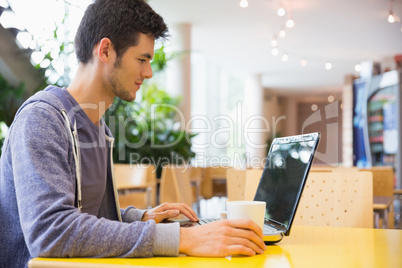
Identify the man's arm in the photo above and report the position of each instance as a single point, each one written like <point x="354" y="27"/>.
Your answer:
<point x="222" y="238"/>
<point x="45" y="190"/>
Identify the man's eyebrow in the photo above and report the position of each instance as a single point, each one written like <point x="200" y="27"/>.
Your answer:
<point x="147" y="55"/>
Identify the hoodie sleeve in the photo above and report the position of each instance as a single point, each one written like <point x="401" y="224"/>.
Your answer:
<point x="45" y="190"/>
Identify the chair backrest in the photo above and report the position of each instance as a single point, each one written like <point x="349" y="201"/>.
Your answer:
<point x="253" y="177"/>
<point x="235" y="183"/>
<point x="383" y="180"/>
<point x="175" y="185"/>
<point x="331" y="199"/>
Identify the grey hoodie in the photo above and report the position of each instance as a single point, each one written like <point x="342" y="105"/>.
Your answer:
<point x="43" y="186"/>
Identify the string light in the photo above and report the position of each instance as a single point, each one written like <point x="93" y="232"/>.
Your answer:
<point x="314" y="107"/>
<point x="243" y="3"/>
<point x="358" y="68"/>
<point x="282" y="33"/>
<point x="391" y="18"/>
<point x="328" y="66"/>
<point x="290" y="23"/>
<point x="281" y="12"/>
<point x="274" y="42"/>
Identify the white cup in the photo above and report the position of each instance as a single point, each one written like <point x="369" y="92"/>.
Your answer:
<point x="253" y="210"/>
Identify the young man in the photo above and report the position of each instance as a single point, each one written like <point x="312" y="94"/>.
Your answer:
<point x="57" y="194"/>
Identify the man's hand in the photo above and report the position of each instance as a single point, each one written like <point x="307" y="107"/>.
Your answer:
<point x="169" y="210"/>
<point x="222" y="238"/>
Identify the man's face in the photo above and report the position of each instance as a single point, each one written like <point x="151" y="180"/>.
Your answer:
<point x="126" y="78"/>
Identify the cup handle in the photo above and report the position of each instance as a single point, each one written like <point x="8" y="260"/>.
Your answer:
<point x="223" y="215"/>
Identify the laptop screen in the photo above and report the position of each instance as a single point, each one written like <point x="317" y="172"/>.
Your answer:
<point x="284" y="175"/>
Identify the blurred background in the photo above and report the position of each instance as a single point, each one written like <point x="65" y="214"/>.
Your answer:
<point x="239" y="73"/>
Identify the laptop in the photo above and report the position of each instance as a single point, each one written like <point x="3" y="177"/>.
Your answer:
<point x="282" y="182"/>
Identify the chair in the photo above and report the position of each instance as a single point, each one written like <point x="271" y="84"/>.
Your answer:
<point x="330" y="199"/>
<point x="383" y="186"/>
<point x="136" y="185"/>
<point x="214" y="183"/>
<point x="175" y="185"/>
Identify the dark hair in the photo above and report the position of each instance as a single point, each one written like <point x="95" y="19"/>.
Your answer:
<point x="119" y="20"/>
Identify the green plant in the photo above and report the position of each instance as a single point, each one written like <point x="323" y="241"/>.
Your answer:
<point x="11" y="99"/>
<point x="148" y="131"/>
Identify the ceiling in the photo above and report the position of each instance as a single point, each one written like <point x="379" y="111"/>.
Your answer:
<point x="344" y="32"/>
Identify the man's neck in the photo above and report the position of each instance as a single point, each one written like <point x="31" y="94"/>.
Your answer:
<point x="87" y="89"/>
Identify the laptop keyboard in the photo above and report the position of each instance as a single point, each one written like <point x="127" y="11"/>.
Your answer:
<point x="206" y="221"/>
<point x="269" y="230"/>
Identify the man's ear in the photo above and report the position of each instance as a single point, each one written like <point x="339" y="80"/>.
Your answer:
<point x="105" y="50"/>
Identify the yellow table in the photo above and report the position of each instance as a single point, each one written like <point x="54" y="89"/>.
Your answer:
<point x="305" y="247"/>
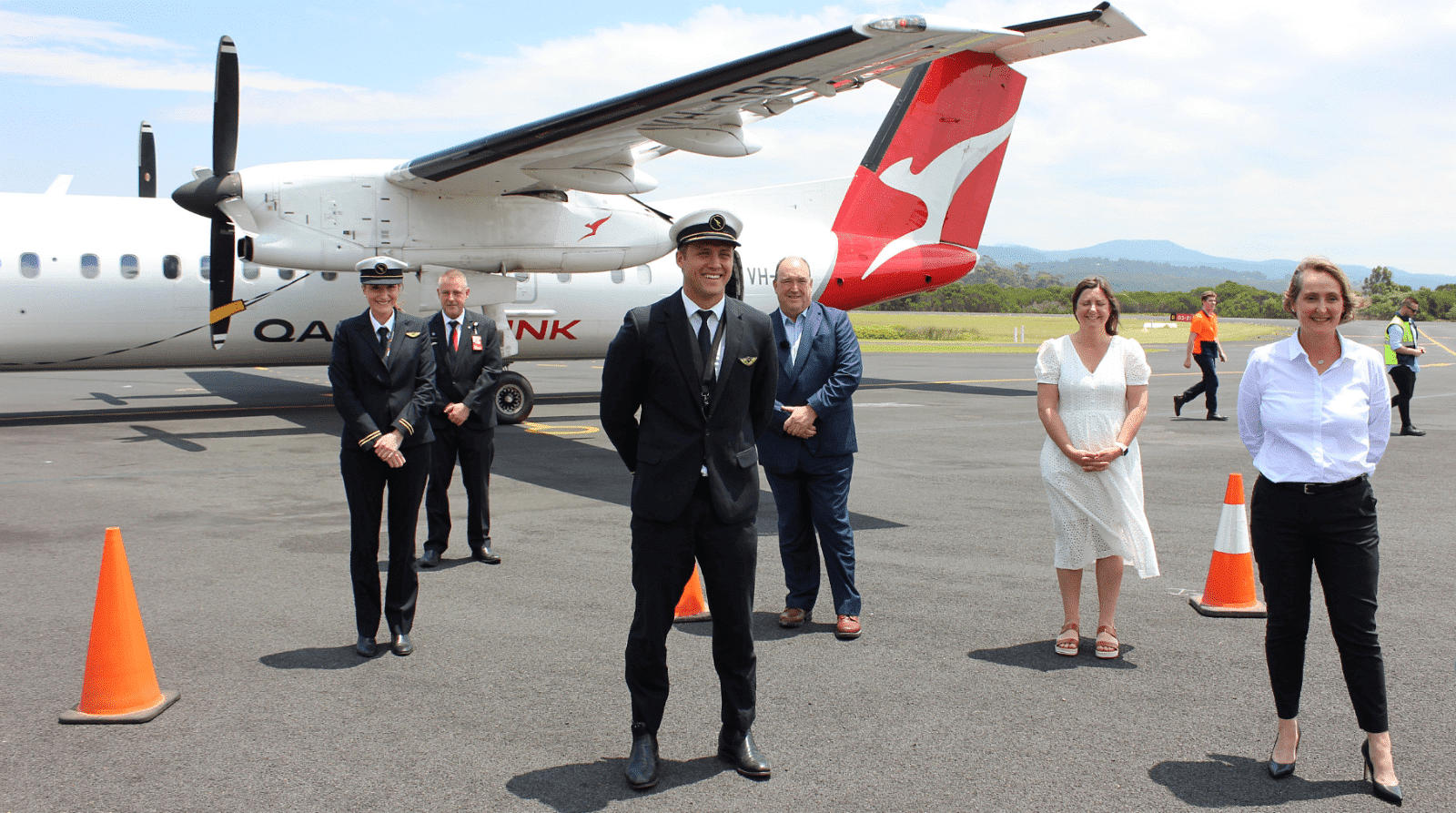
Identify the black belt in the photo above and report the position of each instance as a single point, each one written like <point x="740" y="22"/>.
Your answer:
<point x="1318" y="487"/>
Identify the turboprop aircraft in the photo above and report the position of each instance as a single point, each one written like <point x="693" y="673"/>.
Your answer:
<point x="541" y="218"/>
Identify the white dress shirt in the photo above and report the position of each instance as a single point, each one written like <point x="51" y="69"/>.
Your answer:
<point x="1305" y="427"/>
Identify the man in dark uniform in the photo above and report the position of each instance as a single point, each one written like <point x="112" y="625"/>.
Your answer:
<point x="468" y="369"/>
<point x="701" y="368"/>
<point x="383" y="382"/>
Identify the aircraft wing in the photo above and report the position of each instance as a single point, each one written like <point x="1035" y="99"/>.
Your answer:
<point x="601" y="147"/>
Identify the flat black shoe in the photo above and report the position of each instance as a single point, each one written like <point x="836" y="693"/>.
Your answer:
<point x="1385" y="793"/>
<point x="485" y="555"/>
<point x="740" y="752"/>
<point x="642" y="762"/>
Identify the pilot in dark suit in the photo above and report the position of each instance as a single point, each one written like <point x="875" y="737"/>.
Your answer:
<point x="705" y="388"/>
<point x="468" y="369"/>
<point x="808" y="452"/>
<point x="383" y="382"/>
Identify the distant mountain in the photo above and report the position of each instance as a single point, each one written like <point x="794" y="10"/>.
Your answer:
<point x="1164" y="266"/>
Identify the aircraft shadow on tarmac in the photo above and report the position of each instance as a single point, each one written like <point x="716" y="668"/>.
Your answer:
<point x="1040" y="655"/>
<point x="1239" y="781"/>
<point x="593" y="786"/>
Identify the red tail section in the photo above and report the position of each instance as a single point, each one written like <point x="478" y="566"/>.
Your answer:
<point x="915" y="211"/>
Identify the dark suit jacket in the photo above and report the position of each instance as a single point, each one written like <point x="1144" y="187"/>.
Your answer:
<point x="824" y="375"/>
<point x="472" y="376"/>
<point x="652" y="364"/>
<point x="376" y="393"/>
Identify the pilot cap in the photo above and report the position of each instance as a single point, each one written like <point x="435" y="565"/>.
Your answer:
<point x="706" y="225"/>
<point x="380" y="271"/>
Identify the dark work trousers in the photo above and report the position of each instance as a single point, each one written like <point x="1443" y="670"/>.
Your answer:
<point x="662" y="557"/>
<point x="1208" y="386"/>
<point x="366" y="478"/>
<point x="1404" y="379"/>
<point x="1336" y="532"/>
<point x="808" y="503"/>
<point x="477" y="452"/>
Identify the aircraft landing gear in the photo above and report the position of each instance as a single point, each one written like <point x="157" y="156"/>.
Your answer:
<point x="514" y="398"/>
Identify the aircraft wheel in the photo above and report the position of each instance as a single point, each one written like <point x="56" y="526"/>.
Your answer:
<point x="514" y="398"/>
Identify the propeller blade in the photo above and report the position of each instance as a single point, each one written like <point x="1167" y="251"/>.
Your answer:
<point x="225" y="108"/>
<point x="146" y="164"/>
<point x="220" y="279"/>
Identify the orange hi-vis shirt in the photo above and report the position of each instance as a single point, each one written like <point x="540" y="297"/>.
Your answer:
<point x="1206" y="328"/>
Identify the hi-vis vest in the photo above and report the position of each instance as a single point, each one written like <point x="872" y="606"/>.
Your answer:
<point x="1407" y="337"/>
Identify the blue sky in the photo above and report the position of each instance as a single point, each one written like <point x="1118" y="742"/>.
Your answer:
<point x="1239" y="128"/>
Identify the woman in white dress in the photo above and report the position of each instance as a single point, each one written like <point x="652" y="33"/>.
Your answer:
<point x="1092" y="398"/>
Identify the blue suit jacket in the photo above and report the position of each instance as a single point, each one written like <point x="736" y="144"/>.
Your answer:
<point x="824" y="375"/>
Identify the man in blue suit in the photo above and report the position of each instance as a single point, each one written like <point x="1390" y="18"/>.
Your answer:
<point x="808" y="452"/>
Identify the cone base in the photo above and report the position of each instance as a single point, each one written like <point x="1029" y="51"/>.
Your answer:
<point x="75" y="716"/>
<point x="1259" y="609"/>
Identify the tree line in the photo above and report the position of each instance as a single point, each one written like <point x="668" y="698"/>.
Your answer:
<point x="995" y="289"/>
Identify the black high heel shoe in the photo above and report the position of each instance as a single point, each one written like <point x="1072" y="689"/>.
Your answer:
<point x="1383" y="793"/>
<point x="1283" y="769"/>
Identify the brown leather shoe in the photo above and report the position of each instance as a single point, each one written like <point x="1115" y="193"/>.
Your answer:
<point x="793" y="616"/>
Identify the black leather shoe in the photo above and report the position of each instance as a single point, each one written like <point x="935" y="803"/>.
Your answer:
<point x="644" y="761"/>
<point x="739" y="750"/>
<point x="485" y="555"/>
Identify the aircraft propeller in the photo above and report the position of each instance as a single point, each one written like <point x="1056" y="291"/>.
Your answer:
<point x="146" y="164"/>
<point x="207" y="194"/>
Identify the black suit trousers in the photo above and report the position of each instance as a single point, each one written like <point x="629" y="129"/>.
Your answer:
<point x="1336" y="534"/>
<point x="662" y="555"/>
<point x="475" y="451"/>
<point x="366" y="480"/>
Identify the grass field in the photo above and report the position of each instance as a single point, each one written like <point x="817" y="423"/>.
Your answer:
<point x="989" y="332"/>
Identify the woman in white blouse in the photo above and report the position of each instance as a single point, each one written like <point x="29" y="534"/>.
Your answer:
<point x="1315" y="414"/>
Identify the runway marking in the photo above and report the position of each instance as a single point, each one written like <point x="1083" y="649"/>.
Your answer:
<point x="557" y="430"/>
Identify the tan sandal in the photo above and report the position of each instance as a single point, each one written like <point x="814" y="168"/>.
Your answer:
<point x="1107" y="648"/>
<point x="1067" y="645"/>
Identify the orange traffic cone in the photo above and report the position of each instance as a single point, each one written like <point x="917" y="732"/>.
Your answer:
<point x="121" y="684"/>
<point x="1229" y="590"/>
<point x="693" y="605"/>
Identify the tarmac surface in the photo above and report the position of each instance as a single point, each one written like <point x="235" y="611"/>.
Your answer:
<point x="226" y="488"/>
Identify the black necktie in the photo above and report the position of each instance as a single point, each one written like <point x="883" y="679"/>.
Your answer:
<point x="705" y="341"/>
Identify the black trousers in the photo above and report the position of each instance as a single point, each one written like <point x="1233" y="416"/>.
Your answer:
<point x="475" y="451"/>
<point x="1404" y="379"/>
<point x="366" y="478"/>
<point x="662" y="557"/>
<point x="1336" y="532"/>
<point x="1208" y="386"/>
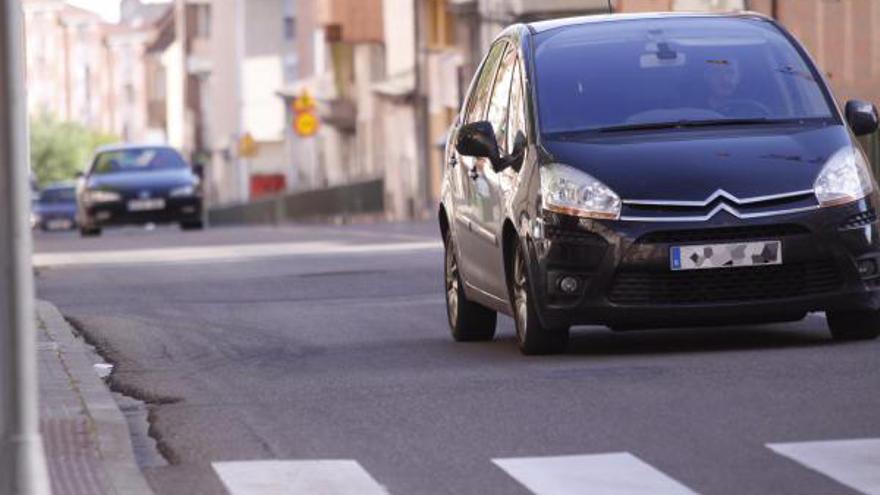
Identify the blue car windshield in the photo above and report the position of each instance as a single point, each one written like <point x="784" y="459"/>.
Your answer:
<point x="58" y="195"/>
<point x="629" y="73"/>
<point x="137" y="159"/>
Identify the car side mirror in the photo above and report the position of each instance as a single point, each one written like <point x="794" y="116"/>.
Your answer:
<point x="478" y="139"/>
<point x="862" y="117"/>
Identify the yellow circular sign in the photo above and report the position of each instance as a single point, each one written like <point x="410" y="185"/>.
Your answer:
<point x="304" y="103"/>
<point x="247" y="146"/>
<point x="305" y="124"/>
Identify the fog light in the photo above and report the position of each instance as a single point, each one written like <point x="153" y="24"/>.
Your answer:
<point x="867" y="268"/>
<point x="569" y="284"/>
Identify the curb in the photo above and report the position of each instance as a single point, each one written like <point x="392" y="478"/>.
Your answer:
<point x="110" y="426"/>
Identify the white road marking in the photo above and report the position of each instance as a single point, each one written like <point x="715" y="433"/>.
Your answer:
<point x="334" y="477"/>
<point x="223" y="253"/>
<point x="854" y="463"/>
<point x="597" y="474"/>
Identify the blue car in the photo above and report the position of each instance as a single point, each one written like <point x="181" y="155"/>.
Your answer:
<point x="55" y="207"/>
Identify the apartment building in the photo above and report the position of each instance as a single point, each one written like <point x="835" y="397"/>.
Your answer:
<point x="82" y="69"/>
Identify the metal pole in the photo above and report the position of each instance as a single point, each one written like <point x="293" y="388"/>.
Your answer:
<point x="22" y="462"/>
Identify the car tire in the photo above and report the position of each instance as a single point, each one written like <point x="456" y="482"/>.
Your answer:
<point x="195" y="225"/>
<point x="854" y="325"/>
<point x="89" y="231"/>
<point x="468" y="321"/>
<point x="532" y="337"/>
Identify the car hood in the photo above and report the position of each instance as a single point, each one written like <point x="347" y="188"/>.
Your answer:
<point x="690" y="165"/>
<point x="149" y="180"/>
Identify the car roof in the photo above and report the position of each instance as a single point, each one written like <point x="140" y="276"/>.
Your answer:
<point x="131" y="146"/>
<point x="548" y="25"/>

══════════

**ASSIGNED TASK:**
Copy out the listing above from the line containing "Identify the green" to the line containing "Identify the man in dark", both included, exactly as written and minus the images.

**RESPONSE:**
Identify the green plant in the photo above and report the position of each instance as a single point, each one written like <point x="323" y="241"/>.
Your answer:
<point x="11" y="99"/>
<point x="148" y="131"/>
Identify the ceiling in the photo above and report the position of each instance as a single point, each one written like <point x="379" y="111"/>.
Your answer:
<point x="344" y="32"/>
Identify the man's neck in the photo above and report the position of each instance as a single point, each one written like <point x="31" y="94"/>.
Your answer:
<point x="87" y="89"/>
Identify the laptop keyboard in the photo above and report the position of each instance as a single point, each one written like <point x="127" y="11"/>.
Your answer:
<point x="206" y="221"/>
<point x="269" y="230"/>
Identify the man's ear in the photo above and report the position of each instance as a single point, each one written like <point x="339" y="80"/>.
Your answer:
<point x="105" y="50"/>
Identify the yellow table in the photo above and report the position of each instance as a single point, each one written like <point x="54" y="89"/>.
Your answer:
<point x="305" y="247"/>
Identify the black belt in the photo above and report the position of each instance as a single point, each one written like <point x="740" y="22"/>.
Your answer:
<point x="1318" y="487"/>
Identify the turboprop aircraft in the photo above and report the position of each instance as a single point, each one written like <point x="693" y="673"/>.
Your answer:
<point x="541" y="218"/>
Identify the white dress shirt in the photo above and report the position of each instance as a single point, each one written like <point x="51" y="69"/>.
Your answer:
<point x="1305" y="427"/>
Identify the man in dark uniform in the photo above and report the position of each instance as a single point, each one written like <point x="112" y="625"/>.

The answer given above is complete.